## Data shown

━━━━━━━━

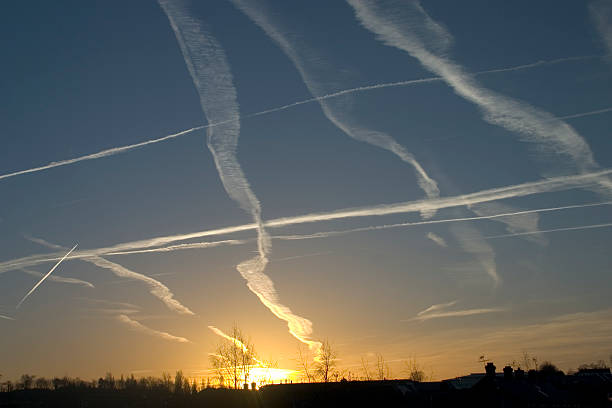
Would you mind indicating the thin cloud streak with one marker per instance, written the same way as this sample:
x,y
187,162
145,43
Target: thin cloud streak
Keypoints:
x,y
156,288
60,279
472,241
46,275
302,56
139,327
435,307
457,313
581,227
411,29
211,75
122,149
519,190
437,239
601,14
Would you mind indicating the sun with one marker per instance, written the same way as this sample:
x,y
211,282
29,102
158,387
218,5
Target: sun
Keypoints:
x,y
267,375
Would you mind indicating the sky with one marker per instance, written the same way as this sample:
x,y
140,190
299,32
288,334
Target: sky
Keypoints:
x,y
427,181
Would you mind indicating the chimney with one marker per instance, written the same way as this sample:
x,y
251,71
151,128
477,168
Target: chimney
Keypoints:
x,y
490,369
508,373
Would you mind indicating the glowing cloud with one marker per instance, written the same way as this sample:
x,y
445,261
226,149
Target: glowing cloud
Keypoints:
x,y
45,276
212,78
60,279
312,70
435,307
411,29
139,327
458,313
437,239
500,193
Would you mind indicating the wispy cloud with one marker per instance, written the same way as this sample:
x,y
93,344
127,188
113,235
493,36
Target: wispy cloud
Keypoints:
x,y
139,327
601,14
526,222
458,313
122,149
45,276
59,279
577,228
471,241
316,73
156,288
408,27
437,239
519,190
213,80
437,306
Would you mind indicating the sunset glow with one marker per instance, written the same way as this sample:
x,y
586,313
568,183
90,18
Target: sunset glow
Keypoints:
x,y
188,187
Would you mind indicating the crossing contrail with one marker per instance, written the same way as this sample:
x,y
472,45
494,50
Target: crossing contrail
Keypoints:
x,y
122,149
45,277
408,27
519,190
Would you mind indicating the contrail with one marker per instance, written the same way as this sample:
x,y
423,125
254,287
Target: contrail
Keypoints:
x,y
581,227
103,153
457,313
411,29
601,14
156,288
171,248
137,326
122,149
328,234
59,279
579,115
211,75
45,277
472,241
435,307
437,239
520,223
519,190
308,64
237,342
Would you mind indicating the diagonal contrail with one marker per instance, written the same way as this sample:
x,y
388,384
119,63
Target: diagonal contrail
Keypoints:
x,y
122,149
156,288
580,227
46,275
211,75
519,190
316,76
408,27
137,326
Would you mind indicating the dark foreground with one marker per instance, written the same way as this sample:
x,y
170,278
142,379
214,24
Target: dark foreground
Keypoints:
x,y
476,390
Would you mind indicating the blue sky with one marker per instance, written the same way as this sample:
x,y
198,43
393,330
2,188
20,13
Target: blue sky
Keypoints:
x,y
79,78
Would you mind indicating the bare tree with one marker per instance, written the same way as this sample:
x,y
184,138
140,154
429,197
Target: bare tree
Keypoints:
x,y
416,372
365,367
234,358
304,357
326,364
382,368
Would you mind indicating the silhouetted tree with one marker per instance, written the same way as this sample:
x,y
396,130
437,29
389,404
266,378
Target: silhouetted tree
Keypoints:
x,y
304,358
25,381
382,368
365,367
325,367
234,358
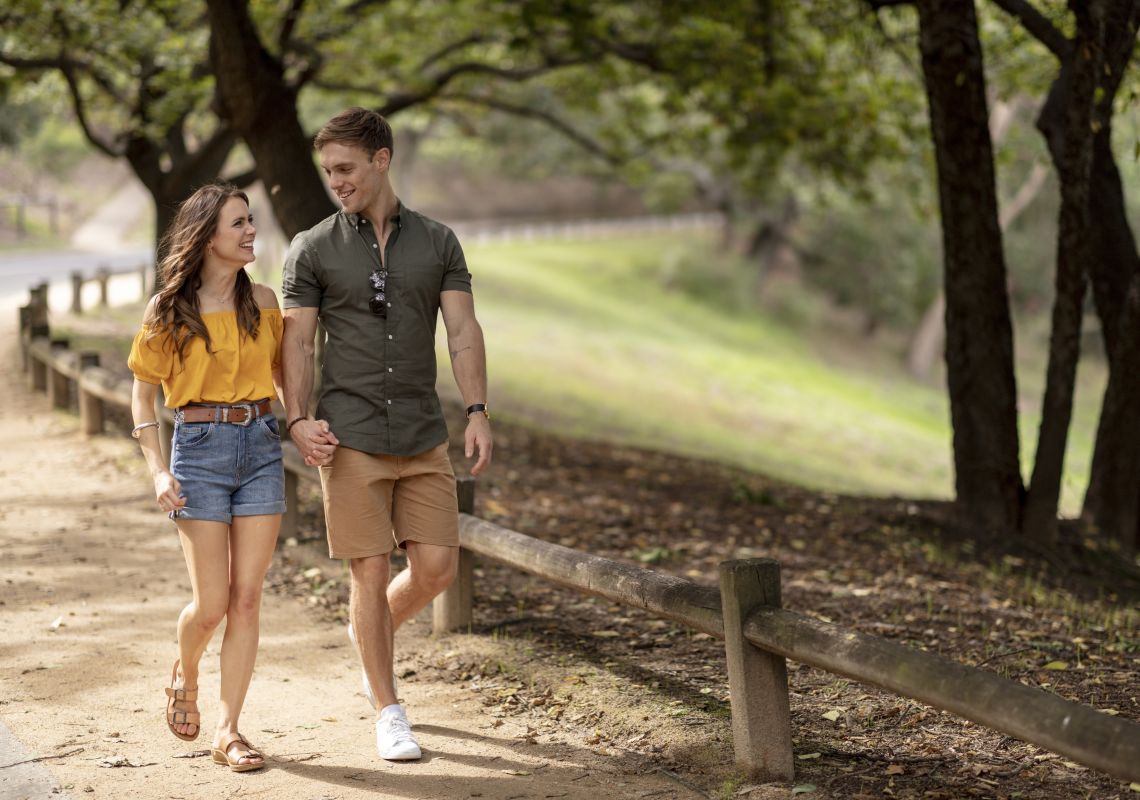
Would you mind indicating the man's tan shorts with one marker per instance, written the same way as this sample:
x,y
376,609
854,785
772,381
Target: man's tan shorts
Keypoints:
x,y
375,503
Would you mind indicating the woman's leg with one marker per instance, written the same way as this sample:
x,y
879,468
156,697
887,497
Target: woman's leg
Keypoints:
x,y
205,546
251,549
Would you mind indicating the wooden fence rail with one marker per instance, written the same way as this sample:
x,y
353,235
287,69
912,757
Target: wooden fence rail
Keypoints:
x,y
744,612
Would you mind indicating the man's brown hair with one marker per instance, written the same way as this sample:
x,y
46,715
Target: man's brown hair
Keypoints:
x,y
359,127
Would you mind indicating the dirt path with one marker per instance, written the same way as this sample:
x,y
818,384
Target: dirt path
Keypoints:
x,y
92,581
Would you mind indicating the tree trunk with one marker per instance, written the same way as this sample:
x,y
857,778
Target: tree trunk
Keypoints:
x,y
1074,107
1113,499
929,336
1114,269
184,173
262,108
979,337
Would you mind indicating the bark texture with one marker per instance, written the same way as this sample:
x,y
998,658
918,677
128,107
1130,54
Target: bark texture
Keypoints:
x,y
1080,74
1112,501
979,337
261,106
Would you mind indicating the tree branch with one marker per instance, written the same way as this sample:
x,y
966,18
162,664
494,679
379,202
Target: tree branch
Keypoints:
x,y
1037,25
552,120
401,100
81,115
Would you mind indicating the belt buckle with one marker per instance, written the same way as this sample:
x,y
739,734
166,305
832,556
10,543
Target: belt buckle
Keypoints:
x,y
249,414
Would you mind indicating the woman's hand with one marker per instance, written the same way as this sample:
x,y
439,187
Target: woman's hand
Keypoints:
x,y
168,491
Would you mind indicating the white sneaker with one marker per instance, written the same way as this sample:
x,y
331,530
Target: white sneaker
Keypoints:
x,y
395,741
364,676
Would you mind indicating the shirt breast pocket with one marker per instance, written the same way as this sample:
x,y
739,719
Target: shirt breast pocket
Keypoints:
x,y
418,279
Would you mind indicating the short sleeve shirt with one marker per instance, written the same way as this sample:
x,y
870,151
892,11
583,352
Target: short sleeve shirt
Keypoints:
x,y
377,388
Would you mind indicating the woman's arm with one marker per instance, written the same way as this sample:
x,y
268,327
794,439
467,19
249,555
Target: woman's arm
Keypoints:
x,y
167,488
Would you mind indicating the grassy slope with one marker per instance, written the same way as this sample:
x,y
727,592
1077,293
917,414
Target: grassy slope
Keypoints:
x,y
584,339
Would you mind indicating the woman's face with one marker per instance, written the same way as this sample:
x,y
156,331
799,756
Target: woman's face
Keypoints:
x,y
233,241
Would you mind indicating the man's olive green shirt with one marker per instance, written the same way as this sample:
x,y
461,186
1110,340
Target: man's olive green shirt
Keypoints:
x,y
377,388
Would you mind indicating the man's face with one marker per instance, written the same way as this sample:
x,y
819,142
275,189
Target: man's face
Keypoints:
x,y
355,177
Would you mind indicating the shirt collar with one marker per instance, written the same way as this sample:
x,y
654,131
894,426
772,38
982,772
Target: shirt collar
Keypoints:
x,y
355,220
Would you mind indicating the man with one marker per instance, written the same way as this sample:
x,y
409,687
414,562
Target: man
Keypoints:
x,y
376,275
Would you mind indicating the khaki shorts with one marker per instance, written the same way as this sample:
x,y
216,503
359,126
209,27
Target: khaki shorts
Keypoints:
x,y
375,503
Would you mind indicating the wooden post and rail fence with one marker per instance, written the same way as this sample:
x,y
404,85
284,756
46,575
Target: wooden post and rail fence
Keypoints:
x,y
744,611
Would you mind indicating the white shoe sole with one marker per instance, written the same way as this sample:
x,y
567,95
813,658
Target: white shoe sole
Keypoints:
x,y
364,676
405,751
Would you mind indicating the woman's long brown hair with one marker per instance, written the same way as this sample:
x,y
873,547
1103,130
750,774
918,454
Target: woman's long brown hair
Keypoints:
x,y
176,310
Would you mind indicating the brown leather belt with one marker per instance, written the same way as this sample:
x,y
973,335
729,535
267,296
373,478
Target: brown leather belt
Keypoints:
x,y
238,414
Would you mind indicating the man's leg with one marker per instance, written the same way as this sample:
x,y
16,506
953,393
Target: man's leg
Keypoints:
x,y
372,623
431,569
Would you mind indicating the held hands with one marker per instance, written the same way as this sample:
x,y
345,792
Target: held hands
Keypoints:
x,y
315,440
168,491
478,435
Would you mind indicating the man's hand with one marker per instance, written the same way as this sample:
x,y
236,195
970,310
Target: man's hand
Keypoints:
x,y
315,440
478,435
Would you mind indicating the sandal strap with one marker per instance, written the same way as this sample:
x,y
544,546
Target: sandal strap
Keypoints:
x,y
188,695
227,742
249,747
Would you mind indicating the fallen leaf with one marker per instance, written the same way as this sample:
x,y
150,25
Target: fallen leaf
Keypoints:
x,y
121,761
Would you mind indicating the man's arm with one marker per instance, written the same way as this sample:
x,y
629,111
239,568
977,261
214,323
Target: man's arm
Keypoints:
x,y
311,437
469,365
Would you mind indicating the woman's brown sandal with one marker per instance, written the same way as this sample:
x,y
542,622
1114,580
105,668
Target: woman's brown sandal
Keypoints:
x,y
176,716
220,753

━━━━━━━━

Please retype everything from the line containing "Would you mind indicating the man's hand" down to the end of the listing above, with no changes.

## Task result
Would you mind indicating the man's hand with one marker per instance, written the same way as this sample:
x,y
236,195
970,310
Target: man's hand
Keypoints:
x,y
315,440
478,435
Would you mind indicating the sandal strap with one marker per instance, written the same way as this sample:
x,y
544,546
Target: sandal strap
Keypoints:
x,y
188,695
227,742
249,747
Would you mind indicating the fallen leaf with one marker per instance, written the same way as this sample:
x,y
150,25
Target: fallen leaf
Keypoints:
x,y
121,761
Would you mind indicating the man's arm with one marker per instance, written the same way as this sample:
x,y
629,111
239,568
977,261
214,323
Target: man's arm
Keypoints:
x,y
311,437
469,365
Would you mind indicating the woman's brown sandal with one marker per instance, written the same way as this sample:
x,y
542,622
1114,580
105,668
Target: woman's brown sandal
Keypoints:
x,y
176,716
220,753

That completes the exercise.